Your task:
Transcribe only the part of the listing below that begins at the line containing "Target: brass lamp stand" and runs to its final line, keeping both ends.

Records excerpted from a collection
▬▬▬

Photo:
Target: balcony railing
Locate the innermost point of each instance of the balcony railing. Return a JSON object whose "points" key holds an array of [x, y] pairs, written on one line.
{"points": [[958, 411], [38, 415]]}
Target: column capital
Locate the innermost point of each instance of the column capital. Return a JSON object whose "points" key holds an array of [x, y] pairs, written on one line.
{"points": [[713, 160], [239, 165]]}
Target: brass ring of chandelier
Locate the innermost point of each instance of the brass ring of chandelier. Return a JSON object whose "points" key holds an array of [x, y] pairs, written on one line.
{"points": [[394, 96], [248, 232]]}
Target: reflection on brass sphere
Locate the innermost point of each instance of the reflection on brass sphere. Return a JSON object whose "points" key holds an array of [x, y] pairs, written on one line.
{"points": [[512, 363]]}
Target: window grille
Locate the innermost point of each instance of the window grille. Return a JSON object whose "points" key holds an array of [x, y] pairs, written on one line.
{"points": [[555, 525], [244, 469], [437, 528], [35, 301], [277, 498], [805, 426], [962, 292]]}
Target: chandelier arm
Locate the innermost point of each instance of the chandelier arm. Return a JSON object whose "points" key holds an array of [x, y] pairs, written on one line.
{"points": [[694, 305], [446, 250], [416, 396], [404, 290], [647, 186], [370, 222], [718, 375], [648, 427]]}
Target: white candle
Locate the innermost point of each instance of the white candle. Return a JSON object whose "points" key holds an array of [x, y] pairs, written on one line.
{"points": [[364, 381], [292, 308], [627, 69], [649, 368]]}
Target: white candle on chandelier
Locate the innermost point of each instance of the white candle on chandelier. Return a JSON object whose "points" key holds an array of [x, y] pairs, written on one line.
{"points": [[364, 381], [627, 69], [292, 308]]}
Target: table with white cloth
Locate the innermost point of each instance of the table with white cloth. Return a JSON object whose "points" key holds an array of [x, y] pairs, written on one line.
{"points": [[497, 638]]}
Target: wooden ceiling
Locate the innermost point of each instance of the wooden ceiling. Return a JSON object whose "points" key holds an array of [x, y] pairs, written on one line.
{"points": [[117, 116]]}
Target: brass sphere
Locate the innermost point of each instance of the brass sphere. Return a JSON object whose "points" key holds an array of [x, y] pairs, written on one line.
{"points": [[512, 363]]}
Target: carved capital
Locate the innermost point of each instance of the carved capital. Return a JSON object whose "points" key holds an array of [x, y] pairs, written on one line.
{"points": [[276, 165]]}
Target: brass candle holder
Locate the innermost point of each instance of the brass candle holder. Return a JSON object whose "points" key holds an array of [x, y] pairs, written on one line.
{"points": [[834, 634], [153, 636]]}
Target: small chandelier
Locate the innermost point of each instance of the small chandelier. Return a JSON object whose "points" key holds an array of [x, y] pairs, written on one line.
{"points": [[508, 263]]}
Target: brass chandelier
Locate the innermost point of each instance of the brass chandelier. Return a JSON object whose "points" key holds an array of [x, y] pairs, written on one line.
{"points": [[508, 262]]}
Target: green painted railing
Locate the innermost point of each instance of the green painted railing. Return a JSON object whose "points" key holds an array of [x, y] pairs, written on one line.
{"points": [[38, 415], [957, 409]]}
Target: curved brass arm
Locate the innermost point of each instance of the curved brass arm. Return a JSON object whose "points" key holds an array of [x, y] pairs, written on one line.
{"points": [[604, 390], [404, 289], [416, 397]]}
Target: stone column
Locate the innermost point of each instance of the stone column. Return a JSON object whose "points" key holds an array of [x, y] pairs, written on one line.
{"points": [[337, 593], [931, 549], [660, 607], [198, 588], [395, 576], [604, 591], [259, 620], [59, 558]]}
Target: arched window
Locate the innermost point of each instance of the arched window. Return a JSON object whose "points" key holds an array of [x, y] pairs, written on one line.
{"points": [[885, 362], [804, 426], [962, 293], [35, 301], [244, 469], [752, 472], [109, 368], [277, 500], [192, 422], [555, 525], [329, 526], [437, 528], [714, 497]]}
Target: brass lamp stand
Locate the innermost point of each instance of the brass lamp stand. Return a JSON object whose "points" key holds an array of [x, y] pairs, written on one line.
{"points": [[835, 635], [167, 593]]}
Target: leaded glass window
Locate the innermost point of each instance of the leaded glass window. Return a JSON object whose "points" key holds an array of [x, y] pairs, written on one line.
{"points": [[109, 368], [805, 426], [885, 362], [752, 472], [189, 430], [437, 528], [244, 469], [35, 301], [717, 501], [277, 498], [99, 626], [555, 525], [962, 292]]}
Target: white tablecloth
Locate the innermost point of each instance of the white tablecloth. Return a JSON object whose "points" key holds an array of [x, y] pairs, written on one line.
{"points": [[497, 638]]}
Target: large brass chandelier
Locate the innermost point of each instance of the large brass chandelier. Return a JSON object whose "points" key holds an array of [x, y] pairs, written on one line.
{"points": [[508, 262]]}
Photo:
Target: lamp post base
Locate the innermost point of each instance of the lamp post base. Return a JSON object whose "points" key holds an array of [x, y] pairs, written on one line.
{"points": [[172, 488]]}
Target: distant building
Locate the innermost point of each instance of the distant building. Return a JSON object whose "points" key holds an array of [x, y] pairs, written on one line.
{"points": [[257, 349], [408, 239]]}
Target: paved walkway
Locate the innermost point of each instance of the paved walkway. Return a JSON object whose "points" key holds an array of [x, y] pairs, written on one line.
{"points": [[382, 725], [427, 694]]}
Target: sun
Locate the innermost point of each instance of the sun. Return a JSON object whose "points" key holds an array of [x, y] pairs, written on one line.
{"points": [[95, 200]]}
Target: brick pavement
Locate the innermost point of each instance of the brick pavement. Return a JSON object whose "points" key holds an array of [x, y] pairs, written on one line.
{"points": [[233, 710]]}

▬▬▬

Task output:
Target: brass lamp stand
Locate the innermost point of each instance of the brass lamp stand. Return a JSON object whose "points" key holds an array of [x, y] pairs, written on one line.
{"points": [[835, 635], [167, 593]]}
Target: leaded glass window
Locate the innermost point of each instance of the leaded glass window. Return a JSON object whose "points" key holds an array of [x, y] pairs, written on one line.
{"points": [[109, 368], [805, 426], [885, 362], [752, 472], [189, 430], [437, 528], [244, 469], [35, 301], [717, 501], [277, 498], [99, 626], [555, 525], [962, 292]]}
Target: white tablecloth
Locate the innermost point of each instance of the white tablecloth. Return a JSON object whose "points" key holds an array of [x, y] pairs, written on one line.
{"points": [[497, 638]]}
Target: large brass chandelier
Locate the innermost point of each instance of the large brass chandelier. Return a JSON object whose "points" key holds an array of [x, y] pairs, written on one line.
{"points": [[508, 262]]}
Photo:
Target: lamp post base
Locate the innermost point of each instance of the lamp post base. Return a JSON object whose "points" key holds an array of [x, y] pairs, written on one line.
{"points": [[172, 488]]}
Target: distant building
Locate the innermost point of each instance of the distant building. Return a JSON object whose "points" key holds an array of [x, y] pairs, written on one line.
{"points": [[257, 349], [408, 239]]}
Target: paved walkway
Locate the innermost point of each instance of the paved walkway. Return a JSON object whose "points" key holds an array of [x, y] pairs, written on one line.
{"points": [[382, 725], [427, 694]]}
Target: sun
Locate the innermost point of each instance of the sun. Return a JSON object whose "points" key holds an array of [x, y] pairs, written on one line.
{"points": [[95, 200]]}
Target: brick pavement
Locate the innermost point of each instance of the brick pavement. Return a JSON object whose "points" key holds an array of [x, y] pairs, written on one line.
{"points": [[233, 710]]}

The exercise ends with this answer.